[Bounding box annotation entries]
##########

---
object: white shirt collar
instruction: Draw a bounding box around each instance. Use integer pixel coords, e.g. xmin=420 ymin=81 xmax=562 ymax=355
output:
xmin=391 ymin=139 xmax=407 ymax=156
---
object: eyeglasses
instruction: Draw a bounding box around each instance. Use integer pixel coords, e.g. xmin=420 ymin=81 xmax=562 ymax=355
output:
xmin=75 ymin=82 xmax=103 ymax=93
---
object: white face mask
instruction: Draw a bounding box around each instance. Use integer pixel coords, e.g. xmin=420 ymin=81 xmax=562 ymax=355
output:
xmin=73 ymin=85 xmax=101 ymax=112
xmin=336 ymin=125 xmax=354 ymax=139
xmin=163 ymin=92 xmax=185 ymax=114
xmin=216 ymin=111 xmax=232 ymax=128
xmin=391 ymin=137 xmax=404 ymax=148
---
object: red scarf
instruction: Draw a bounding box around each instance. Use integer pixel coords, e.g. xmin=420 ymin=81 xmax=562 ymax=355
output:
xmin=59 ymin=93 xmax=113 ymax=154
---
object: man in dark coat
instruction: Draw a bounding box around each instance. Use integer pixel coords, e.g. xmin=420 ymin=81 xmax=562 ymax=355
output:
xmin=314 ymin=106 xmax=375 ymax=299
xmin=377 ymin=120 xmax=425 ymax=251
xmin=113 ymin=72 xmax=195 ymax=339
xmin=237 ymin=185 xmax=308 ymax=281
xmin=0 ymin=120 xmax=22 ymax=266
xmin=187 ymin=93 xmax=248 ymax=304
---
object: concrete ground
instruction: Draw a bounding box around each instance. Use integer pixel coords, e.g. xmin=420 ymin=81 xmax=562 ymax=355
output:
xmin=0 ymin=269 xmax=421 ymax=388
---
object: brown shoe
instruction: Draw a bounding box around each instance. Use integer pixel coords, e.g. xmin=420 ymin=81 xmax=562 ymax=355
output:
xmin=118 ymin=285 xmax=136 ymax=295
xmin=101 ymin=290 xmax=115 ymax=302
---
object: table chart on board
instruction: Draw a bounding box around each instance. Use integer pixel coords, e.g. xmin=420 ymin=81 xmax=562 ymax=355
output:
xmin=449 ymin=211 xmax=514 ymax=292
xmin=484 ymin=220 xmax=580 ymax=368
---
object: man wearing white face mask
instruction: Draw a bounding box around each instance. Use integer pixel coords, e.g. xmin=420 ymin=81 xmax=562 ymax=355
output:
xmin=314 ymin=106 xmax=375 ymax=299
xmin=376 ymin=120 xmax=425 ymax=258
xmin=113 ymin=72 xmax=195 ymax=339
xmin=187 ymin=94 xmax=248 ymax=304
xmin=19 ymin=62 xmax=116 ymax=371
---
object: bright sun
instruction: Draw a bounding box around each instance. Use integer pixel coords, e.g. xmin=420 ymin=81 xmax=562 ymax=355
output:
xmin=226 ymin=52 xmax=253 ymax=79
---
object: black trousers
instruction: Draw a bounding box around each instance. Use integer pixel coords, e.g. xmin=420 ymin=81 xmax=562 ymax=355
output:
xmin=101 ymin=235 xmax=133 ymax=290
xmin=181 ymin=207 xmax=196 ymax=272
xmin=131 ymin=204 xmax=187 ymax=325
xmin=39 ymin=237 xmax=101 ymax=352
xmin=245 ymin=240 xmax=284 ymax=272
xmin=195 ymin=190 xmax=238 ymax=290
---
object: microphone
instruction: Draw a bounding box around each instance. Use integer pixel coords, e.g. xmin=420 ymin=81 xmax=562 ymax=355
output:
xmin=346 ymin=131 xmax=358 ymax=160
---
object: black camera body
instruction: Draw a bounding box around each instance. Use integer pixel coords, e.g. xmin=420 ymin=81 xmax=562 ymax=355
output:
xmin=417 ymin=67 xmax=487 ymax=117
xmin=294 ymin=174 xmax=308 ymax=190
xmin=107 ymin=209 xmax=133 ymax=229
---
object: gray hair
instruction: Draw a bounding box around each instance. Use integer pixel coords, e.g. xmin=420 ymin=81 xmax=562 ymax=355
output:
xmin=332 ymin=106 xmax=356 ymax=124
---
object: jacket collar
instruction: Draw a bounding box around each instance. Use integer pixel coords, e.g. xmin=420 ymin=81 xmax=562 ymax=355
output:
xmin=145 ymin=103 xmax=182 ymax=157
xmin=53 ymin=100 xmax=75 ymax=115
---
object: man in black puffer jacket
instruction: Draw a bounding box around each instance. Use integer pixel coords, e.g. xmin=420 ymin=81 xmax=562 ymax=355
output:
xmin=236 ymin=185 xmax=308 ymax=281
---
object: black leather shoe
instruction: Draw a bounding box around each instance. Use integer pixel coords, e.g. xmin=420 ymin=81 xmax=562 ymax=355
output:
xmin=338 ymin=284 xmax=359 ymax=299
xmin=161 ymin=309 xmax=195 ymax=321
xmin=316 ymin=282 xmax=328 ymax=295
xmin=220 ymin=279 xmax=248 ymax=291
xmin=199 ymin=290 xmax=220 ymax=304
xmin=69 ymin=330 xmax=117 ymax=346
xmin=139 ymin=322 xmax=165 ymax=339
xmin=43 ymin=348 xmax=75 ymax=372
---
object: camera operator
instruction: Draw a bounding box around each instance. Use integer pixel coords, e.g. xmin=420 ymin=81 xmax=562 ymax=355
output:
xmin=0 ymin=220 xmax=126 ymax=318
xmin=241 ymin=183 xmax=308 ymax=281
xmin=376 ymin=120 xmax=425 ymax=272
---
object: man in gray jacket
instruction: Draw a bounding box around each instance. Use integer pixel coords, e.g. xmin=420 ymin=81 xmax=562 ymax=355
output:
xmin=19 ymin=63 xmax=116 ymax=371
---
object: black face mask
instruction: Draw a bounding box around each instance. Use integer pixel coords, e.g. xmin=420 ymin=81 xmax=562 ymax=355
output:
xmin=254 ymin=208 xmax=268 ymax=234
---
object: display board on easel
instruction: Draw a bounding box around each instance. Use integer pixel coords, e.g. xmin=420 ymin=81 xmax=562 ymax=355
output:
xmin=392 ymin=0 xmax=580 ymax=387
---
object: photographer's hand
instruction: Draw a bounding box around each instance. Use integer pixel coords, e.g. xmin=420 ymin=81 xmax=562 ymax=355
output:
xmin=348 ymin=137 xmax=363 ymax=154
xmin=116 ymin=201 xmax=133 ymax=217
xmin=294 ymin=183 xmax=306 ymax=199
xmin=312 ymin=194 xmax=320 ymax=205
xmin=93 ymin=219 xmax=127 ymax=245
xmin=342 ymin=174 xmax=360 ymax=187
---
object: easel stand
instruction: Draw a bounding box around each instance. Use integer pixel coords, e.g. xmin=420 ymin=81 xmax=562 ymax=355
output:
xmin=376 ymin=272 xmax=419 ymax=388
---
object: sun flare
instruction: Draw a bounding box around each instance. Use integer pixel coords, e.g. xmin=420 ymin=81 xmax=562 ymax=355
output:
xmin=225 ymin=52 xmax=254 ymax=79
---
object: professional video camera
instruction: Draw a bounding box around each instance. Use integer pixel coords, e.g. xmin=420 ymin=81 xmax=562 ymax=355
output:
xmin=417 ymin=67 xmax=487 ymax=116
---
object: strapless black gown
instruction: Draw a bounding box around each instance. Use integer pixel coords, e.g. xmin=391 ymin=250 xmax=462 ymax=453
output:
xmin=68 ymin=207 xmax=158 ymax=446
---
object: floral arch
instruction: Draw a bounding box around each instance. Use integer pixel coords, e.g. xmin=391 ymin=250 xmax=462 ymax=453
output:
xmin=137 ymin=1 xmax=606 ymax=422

##########

▶ **PROBLEM TO SOLVE**
Render the data above as a Markdown table with two columns, "No." and "Entry", putting one line per row with its sequential number and skipping blank lines.

▶ **SOLVED EXERCISE**
| No. | Entry |
|---|---|
| 1 | --- |
| 2 | object: white shirt collar |
| 3 | instruction: Draw a bounding box around each instance. Use integer pixel coords, e.g. xmin=420 ymin=81 xmax=562 ymax=355 |
| 4 | output: |
| 5 | xmin=391 ymin=139 xmax=407 ymax=156 |
| 6 | --- |
| 7 | object: eyeglasses |
| 8 | instruction: Draw a bounding box around each instance. Use integer pixel coords, e.g. xmin=420 ymin=81 xmax=562 ymax=355 |
| 9 | output: |
| 10 | xmin=75 ymin=82 xmax=103 ymax=93 |
| 11 | --- |
| 12 | object: white face mask |
| 13 | instruction: Draw a bounding box around each instance. Use integer pixel coords, e.g. xmin=420 ymin=81 xmax=562 ymax=355 |
| 14 | output: |
| 15 | xmin=73 ymin=85 xmax=101 ymax=112 |
| 16 | xmin=336 ymin=125 xmax=354 ymax=139 |
| 17 | xmin=163 ymin=92 xmax=185 ymax=114 |
| 18 | xmin=216 ymin=111 xmax=232 ymax=128 |
| 19 | xmin=391 ymin=137 xmax=404 ymax=148 |
| 20 | --- |
| 21 | object: red scarf |
| 22 | instruction: Draw a bounding box around each instance. Use integer pixel coords, e.g. xmin=420 ymin=81 xmax=562 ymax=355 |
| 23 | output: |
| 24 | xmin=59 ymin=93 xmax=113 ymax=154 |
| 25 | --- |
| 26 | object: man in dark coat |
| 27 | instruction: Draw a bounding box around each instance. Use integer pixel coords, e.g. xmin=420 ymin=81 xmax=562 ymax=355 |
| 28 | output: |
| 29 | xmin=314 ymin=106 xmax=375 ymax=299 |
| 30 | xmin=377 ymin=120 xmax=425 ymax=251 |
| 31 | xmin=113 ymin=72 xmax=195 ymax=339 |
| 32 | xmin=237 ymin=185 xmax=308 ymax=281 |
| 33 | xmin=0 ymin=120 xmax=22 ymax=266 |
| 34 | xmin=187 ymin=93 xmax=248 ymax=304 |
| 35 | --- |
| 36 | object: concrete ground |
| 37 | instruction: Draw a bounding box around each instance. Use integer pixel coords, e.g. xmin=420 ymin=81 xmax=562 ymax=355 |
| 38 | output: |
| 39 | xmin=0 ymin=269 xmax=421 ymax=388 |
| 40 | --- |
| 41 | object: brown shoe |
| 42 | instruction: Draw a bounding box around each instance. Use integer pixel coords, e.g. xmin=420 ymin=81 xmax=562 ymax=355 |
| 43 | output: |
| 44 | xmin=118 ymin=285 xmax=136 ymax=295 |
| 45 | xmin=101 ymin=290 xmax=115 ymax=302 |
| 46 | --- |
| 47 | object: table chart on board |
| 48 | instruction: Draw a bounding box around each instance. Use integer pixel coords, e.g. xmin=420 ymin=81 xmax=562 ymax=355 |
| 49 | output: |
| 50 | xmin=449 ymin=211 xmax=514 ymax=292 |
| 51 | xmin=484 ymin=220 xmax=580 ymax=368 |
| 52 | --- |
| 53 | object: man wearing white face mask |
| 54 | instruction: Draw a bounding box around each instance. Use integer pixel coords, e.g. xmin=420 ymin=81 xmax=562 ymax=355 |
| 55 | output: |
| 56 | xmin=314 ymin=106 xmax=375 ymax=299 |
| 57 | xmin=376 ymin=120 xmax=425 ymax=258 |
| 58 | xmin=113 ymin=72 xmax=195 ymax=339 |
| 59 | xmin=187 ymin=94 xmax=248 ymax=304 |
| 60 | xmin=19 ymin=62 xmax=116 ymax=371 |
| 61 | --- |
| 62 | object: bright sun |
| 63 | instruction: Draw a bounding box around each instance. Use integer pixel coords, e.g. xmin=420 ymin=81 xmax=562 ymax=355 |
| 64 | output: |
| 65 | xmin=226 ymin=52 xmax=253 ymax=79 |
| 66 | --- |
| 67 | object: black trousers |
| 68 | instruction: Draw a bounding box around each instance. Use integer pixel coords, e.g. xmin=420 ymin=81 xmax=562 ymax=355 |
| 69 | output: |
| 70 | xmin=101 ymin=235 xmax=133 ymax=290 |
| 71 | xmin=181 ymin=207 xmax=196 ymax=272 |
| 72 | xmin=131 ymin=204 xmax=187 ymax=325 |
| 73 | xmin=39 ymin=237 xmax=101 ymax=352 |
| 74 | xmin=245 ymin=240 xmax=284 ymax=272 |
| 75 | xmin=195 ymin=190 xmax=238 ymax=290 |
| 76 | --- |
| 77 | object: microphone |
| 78 | instruction: Draw a bounding box around each instance. Use integer pixel coords, e.g. xmin=420 ymin=81 xmax=562 ymax=355 |
| 79 | output: |
| 80 | xmin=346 ymin=131 xmax=358 ymax=160 |
| 81 | --- |
| 82 | object: black camera body |
| 83 | instruction: Draw a bounding box around each instance. Use integer pixel coords, e.g. xmin=420 ymin=81 xmax=562 ymax=355 |
| 84 | output: |
| 85 | xmin=417 ymin=67 xmax=487 ymax=117 |
| 86 | xmin=294 ymin=174 xmax=308 ymax=190 |
| 87 | xmin=107 ymin=209 xmax=133 ymax=229 |
| 88 | --- |
| 89 | object: gray hair |
| 90 | instruction: Draw a bounding box around each instance. Use integer pixel coords, e.g. xmin=420 ymin=81 xmax=562 ymax=355 |
| 91 | output: |
| 92 | xmin=332 ymin=106 xmax=356 ymax=124 |
| 93 | --- |
| 94 | object: jacket collar |
| 95 | instruction: Draw a bounding box around each instance. Use integer pixel coords, e.g. xmin=420 ymin=81 xmax=562 ymax=355 |
| 96 | output: |
| 97 | xmin=145 ymin=103 xmax=182 ymax=157 |
| 98 | xmin=53 ymin=100 xmax=75 ymax=115 |
| 99 | --- |
| 100 | object: man in black puffer jacket |
| 101 | instruction: Draw a bounding box around each instance. Use integer pixel coords, e.g. xmin=420 ymin=81 xmax=562 ymax=355 |
| 102 | output: |
| 103 | xmin=236 ymin=185 xmax=308 ymax=281 |
| 104 | --- |
| 105 | object: black leather shoe |
| 106 | instruction: Draw a bounding box around each instance. Use integer pixel coords, e.g. xmin=420 ymin=81 xmax=562 ymax=355 |
| 107 | output: |
| 108 | xmin=338 ymin=284 xmax=359 ymax=299 |
| 109 | xmin=161 ymin=309 xmax=195 ymax=321 |
| 110 | xmin=316 ymin=282 xmax=328 ymax=295 |
| 111 | xmin=220 ymin=279 xmax=248 ymax=291 |
| 112 | xmin=199 ymin=290 xmax=220 ymax=304 |
| 113 | xmin=69 ymin=330 xmax=117 ymax=346 |
| 114 | xmin=139 ymin=322 xmax=165 ymax=339 |
| 115 | xmin=43 ymin=348 xmax=75 ymax=372 |
| 116 | --- |
| 117 | object: camera operator |
| 118 | instruction: Draw a bounding box around each instance. Use integer pixel coords, e.g. xmin=420 ymin=81 xmax=562 ymax=355 |
| 119 | output: |
| 120 | xmin=0 ymin=220 xmax=126 ymax=318 |
| 121 | xmin=241 ymin=183 xmax=308 ymax=281 |
| 122 | xmin=376 ymin=120 xmax=425 ymax=272 |
| 123 | --- |
| 124 | object: man in gray jacket |
| 125 | instruction: Draw a bounding box around each instance. Use integer pixel coords, e.g. xmin=420 ymin=81 xmax=562 ymax=355 |
| 126 | output: |
| 127 | xmin=19 ymin=63 xmax=116 ymax=371 |
| 128 | --- |
| 129 | object: black face mask |
| 130 | instruction: Draw a bounding box around each instance. Use integer pixel coords, e.g. xmin=420 ymin=81 xmax=562 ymax=355 |
| 131 | output: |
| 132 | xmin=254 ymin=208 xmax=268 ymax=234 |
| 133 | --- |
| 134 | object: display board on easel |
| 135 | instruction: Draw a bounding box around each instance. Use integer pixel coords, e.g. xmin=420 ymin=81 xmax=562 ymax=355 |
| 136 | output: |
| 137 | xmin=392 ymin=0 xmax=580 ymax=387 |
| 138 | --- |
| 139 | object: photographer's hand |
| 140 | instruction: Draw a bounding box around each instance. Use integer pixel coords, e.g. xmin=420 ymin=81 xmax=562 ymax=355 |
| 141 | output: |
| 142 | xmin=348 ymin=137 xmax=363 ymax=154 |
| 143 | xmin=116 ymin=201 xmax=133 ymax=217 |
| 144 | xmin=294 ymin=183 xmax=306 ymax=199 |
| 145 | xmin=312 ymin=194 xmax=320 ymax=205 |
| 146 | xmin=93 ymin=219 xmax=127 ymax=245 |
| 147 | xmin=342 ymin=174 xmax=360 ymax=187 |
| 148 | --- |
| 149 | object: easel stand |
| 150 | instruction: Draw a bounding box around each instance. Use integer pixel coords, e.g. xmin=420 ymin=81 xmax=562 ymax=355 |
| 151 | output: |
| 152 | xmin=376 ymin=272 xmax=419 ymax=388 |
| 153 | --- |
| 154 | object: sun flare |
| 155 | instruction: Draw a bounding box around each instance. Use integer pixel coords, e.g. xmin=420 ymin=81 xmax=562 ymax=355 |
| 156 | output: |
| 157 | xmin=225 ymin=52 xmax=254 ymax=79 |
| 158 | --- |
| 159 | object: professional video camera |
| 160 | instruction: Draw a bounding box around each instance. Use integer pixel coords, e.g. xmin=420 ymin=81 xmax=562 ymax=355 |
| 161 | output: |
| 162 | xmin=417 ymin=67 xmax=487 ymax=116 |
| 163 | --- |
| 164 | object: strapless black gown |
| 165 | instruction: Draw a bounding box around each instance. Use integer pixel coords, e.g. xmin=391 ymin=250 xmax=462 ymax=453 |
| 166 | output: |
| 167 | xmin=68 ymin=207 xmax=158 ymax=446 |
| 168 | --- |
| 169 | object: floral arch |
| 170 | instruction: Draw a bounding box around each instance. Use integer pixel coords, e.g. xmin=391 ymin=250 xmax=462 ymax=453 |
| 171 | output: |
| 172 | xmin=137 ymin=1 xmax=606 ymax=422 |